Pretty printing ambiguous grammar

Question

I have implemented parser combinators, that can parse grammars that may contain ambiguity. An error is given when the grammar is ambiguous, but going in the other direction is proving to be more difficult. The question is how to pretty print an abstract syntax tree to a potentially ambiguous grammar with a minimal number of parentheses. Using operator precedence levels helps but is not a panacea. Inside the same precedence level, the problem persists.

The exact operators are not known until runtime and can change during execution when the user introduces a new operator. I have support for prefix, postfix, and infix (left, right, and non-associative) operators. Infix left and postfix operators mix at a precedence level at the same time. The same applies to infix right and prefix operators. The operators can also embed full expressions thus if-then-else and if-then could both be implemented as prefix operators. (although it might not be a smart move.)

Here is an example using the mentioned if-then-else and if-then operators, that are here assumed to be at the same precedence level. Obviously, the expression if a then if b then c else d is ambiguous as it can be interpreted as if a then (if b then c) else d or if a then (if b then c else d). During pretty-printing, the algorithm should know to use parentheses even though both operators are at the same precedence level and have compatible associativity (to the right).

A cautionary example: Add another prefix operator say inc of the same precedence as if-then-else and if-then. Now assume an arbitrary set P ⊂ H x O where H is the set of operator holes and O is the set of operators. The set is meant to be a relation that tells when parentheses need to be added. Examine the expressions if a then inc b else c and if a then (inc if b then c) else d. The first requires (if-then-else.2, inc) to not be in P and the second requires the opposite. This contradicts the assumption the problem can be solved by some kind of relation or order. One could try to say let (inc.1, if-then) be in P making the latter expression if a then inc (if b then c) else d, but then inc if a then b becomes inc (if a then b) which has too many parentheses.

To my knowledge, the grammar is context-free. I'm a little shaky on the definition though.

The parser is loosely based upon a paper here. I am using Haskell.

Update: As demonstrated by Maya, the problem is insolvable in general. I would be willing to accept an algorithm that may fail. If even that is not enough to make things practical, a good heuristic will do.

Answer 1

In full generality, this is impossible. Consider the operators A_B, _C_, A_C_B. The expression A_C_B 1 2 (i.e. A 1 C 2 B) is impossible to parenthesize such that it cannot be parsed as A (1 C 2) B.

Answer 2

You could construct a partial order relation of sorts between all operators based on their actual associativity and precedence as defined.

Because the precedence of operators depends on which position in the rule the recursion occurs (leftmost, in-the-middle, or rightmost) the relation should include which position of the parent node the precedence holds for.

Say the relation has type rel[Operator parent, int pos, Operator child].

Assuming you can generate this relation from the priority and associativity declarations as they are applied at run-time, then using this relation adding brackets during pretty printing is easy. If the tuple [parent, pos, child] is in the relation then you print brackets, otherwise not (or vice versa if the relation is inverted).

→ **What you will do**
(a) Using the thread on pretty printing ambiguous grammar, decide whether each statement agrees with it: (i) the parser is written in Haskell; (ii) the set of operators is fixed before the program runs; (iii) the second answer gives the relation the type rel[Operator parent, int pos, Operator child]. Answer yes or no for each, quoting the deciding words.
(b) Return the passage of the thread on pretty printing ambiguous grammar from "The parser is" up to and including "A (1 C 2) B.".

→ **Recorded data**

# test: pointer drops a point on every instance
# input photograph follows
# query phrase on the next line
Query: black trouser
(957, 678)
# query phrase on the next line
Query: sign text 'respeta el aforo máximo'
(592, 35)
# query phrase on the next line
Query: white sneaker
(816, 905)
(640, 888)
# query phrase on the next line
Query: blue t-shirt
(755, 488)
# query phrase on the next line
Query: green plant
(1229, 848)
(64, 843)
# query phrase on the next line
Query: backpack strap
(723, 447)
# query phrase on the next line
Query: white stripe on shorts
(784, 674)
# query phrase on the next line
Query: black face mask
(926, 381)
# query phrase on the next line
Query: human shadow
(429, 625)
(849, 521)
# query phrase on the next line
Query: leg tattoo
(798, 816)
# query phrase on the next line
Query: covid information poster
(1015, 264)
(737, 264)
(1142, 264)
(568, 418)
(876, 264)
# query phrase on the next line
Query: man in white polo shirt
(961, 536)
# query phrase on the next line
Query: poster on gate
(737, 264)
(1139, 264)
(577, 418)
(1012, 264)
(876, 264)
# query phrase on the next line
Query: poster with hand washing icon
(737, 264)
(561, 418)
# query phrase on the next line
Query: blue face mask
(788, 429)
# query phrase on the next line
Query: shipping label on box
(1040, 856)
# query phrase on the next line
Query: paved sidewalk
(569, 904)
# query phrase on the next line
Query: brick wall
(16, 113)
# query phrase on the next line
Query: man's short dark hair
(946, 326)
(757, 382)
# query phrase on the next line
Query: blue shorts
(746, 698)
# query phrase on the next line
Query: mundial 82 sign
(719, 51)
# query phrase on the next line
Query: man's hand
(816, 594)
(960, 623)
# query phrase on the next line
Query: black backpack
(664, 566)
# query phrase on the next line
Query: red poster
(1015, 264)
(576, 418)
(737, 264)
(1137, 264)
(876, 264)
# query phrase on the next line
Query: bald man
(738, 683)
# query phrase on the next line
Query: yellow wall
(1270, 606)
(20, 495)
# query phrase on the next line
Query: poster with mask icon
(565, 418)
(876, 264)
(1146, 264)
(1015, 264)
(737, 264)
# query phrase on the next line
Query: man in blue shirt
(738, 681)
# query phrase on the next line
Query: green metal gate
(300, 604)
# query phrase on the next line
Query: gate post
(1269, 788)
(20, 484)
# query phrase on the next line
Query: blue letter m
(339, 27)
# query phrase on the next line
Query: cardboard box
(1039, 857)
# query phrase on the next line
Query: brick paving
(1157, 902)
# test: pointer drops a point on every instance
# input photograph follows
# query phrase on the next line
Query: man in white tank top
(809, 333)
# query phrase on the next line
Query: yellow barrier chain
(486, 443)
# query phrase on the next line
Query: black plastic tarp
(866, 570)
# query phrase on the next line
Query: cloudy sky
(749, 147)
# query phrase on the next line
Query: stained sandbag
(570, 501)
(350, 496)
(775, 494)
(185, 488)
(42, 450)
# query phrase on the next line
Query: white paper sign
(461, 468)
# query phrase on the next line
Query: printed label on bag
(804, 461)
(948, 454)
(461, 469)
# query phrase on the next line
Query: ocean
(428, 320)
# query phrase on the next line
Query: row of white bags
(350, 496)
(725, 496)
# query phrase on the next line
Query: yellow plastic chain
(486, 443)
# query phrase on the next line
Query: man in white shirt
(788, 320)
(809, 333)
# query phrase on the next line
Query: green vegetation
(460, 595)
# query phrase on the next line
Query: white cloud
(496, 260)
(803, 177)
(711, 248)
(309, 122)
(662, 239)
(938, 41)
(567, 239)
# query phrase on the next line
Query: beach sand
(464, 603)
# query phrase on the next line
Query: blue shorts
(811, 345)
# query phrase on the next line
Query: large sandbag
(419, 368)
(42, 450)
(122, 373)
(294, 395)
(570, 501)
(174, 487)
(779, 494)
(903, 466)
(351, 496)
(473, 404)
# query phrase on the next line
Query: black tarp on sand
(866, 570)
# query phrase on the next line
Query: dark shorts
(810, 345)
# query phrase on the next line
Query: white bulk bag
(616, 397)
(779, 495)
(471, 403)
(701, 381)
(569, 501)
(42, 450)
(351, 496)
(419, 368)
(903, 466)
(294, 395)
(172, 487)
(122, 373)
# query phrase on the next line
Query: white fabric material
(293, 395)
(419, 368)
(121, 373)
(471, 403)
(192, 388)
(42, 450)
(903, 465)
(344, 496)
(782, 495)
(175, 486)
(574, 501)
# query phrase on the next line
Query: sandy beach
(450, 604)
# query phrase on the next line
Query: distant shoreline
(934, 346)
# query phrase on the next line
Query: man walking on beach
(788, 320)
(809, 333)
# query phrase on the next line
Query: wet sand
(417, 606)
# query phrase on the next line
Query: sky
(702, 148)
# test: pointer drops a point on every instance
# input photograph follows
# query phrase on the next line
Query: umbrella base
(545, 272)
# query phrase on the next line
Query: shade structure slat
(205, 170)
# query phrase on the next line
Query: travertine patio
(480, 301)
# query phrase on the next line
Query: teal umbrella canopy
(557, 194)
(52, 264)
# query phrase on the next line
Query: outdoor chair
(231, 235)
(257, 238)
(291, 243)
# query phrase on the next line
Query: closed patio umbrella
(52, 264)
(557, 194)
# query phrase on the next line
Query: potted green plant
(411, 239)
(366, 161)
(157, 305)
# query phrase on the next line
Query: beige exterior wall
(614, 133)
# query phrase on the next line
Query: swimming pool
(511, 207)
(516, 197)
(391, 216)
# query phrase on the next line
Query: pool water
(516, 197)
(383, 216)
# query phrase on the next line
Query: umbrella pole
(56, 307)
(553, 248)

→ **Exercise answers**
(a)
(i) Yes: "I am using Haskell."
(ii) No: "The exact operators are not known until runtime and can change during execution when the user introduces a new operator."
(iii) Yes: "Say the relation has type rel[Operator parent, int pos, Operator child]."

(b)
The parser is loosely based upon a paper here. I am using Haskell.

Update: As demonstrated by Maya, the problem is insolvable in general. I would be willing to accept an algorithm that may fail. If even that is not enough to make things practical, a good heuristic will do.

Answer 1

In full generality, this is impossible. Consider the operators A_B, _C_, A_C_B. The expression A_C_B 1 2 (i.e. A 1 C 2 B) is impossible to parenthesize such that it cannot be parsed as A (1 C 2) B.